Entries taken from a collection:
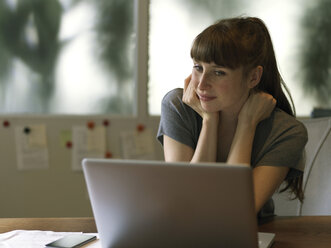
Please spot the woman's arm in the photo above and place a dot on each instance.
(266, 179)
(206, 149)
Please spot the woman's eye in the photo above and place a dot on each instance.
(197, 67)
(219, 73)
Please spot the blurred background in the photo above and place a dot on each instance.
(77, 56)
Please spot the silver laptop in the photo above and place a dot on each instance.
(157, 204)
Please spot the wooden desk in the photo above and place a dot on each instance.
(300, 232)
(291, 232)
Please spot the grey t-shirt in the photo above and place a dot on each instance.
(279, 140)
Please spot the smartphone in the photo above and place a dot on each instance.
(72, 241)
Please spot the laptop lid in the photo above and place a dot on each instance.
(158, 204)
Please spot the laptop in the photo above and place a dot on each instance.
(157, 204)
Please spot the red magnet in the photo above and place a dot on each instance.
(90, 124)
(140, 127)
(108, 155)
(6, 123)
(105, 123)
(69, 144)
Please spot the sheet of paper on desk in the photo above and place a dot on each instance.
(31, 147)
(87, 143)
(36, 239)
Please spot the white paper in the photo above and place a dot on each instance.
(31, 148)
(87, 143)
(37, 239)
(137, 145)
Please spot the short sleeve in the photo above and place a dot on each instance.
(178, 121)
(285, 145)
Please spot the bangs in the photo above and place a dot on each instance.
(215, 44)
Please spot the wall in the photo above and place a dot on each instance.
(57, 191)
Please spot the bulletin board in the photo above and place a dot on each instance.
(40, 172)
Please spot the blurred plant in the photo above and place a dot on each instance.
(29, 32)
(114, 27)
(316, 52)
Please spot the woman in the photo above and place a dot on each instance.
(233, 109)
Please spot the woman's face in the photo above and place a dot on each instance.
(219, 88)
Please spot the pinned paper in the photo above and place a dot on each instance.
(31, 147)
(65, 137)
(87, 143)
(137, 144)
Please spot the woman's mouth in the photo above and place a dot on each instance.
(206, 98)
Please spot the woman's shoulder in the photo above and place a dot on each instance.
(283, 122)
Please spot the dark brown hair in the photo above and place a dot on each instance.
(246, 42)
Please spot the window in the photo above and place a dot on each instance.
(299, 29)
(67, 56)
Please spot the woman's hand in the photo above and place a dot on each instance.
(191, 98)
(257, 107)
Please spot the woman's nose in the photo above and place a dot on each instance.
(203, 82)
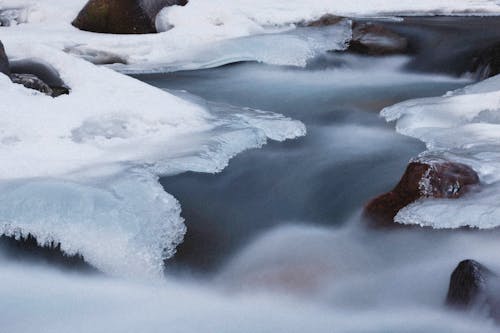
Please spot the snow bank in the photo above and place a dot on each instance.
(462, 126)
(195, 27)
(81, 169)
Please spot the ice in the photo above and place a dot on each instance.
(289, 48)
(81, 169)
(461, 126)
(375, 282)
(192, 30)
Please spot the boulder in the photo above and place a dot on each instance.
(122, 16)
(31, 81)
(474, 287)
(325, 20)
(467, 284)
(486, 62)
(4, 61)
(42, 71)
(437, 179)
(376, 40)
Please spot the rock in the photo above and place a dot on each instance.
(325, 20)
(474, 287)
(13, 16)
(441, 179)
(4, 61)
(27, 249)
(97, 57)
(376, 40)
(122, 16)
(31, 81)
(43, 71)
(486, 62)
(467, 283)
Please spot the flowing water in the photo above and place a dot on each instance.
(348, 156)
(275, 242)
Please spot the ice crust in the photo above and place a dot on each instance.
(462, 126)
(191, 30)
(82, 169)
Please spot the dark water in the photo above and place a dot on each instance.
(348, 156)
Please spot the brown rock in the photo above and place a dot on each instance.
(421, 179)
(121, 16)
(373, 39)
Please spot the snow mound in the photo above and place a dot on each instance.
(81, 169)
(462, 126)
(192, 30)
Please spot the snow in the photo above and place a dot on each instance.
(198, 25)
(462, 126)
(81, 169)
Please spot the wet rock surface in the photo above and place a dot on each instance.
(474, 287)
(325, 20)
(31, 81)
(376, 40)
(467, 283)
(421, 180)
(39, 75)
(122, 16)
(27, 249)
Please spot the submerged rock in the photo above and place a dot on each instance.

...

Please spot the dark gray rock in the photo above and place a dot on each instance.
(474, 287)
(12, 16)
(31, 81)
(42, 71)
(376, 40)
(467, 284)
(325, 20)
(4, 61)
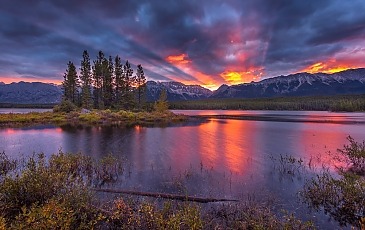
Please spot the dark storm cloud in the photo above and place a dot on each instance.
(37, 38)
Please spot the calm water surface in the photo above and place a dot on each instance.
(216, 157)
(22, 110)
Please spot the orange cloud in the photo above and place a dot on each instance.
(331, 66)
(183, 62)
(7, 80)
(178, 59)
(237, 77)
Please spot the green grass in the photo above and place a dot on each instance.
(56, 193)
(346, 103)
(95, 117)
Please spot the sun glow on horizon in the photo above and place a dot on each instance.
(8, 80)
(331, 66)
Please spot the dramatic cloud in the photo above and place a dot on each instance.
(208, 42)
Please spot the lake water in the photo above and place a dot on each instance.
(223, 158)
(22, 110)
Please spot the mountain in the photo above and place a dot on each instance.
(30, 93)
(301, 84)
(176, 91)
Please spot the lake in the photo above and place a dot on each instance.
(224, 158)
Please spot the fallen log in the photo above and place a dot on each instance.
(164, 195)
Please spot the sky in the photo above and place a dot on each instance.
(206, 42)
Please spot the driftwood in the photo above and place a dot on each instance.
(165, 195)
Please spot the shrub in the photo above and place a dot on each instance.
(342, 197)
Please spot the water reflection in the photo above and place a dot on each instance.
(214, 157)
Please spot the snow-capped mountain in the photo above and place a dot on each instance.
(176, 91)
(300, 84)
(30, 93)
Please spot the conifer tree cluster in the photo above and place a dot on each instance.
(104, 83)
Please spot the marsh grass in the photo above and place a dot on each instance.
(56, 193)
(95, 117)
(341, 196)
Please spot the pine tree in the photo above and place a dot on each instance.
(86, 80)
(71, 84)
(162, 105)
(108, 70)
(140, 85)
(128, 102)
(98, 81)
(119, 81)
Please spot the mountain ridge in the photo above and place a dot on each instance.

TASK BRIEF:
Retype the portion of the data above that starts on the line with "Please spot the pine" and finishes on the line with "Please spot the mountain ridge", including both of those lines.

THE COMPLETED TASK:
Please spot the pine tree in the photo above and place a dot on each instance.
(86, 80)
(71, 84)
(162, 105)
(108, 70)
(140, 85)
(128, 102)
(98, 81)
(119, 81)
Please spot the mountain ridge in the photo above and place a dot on each instance.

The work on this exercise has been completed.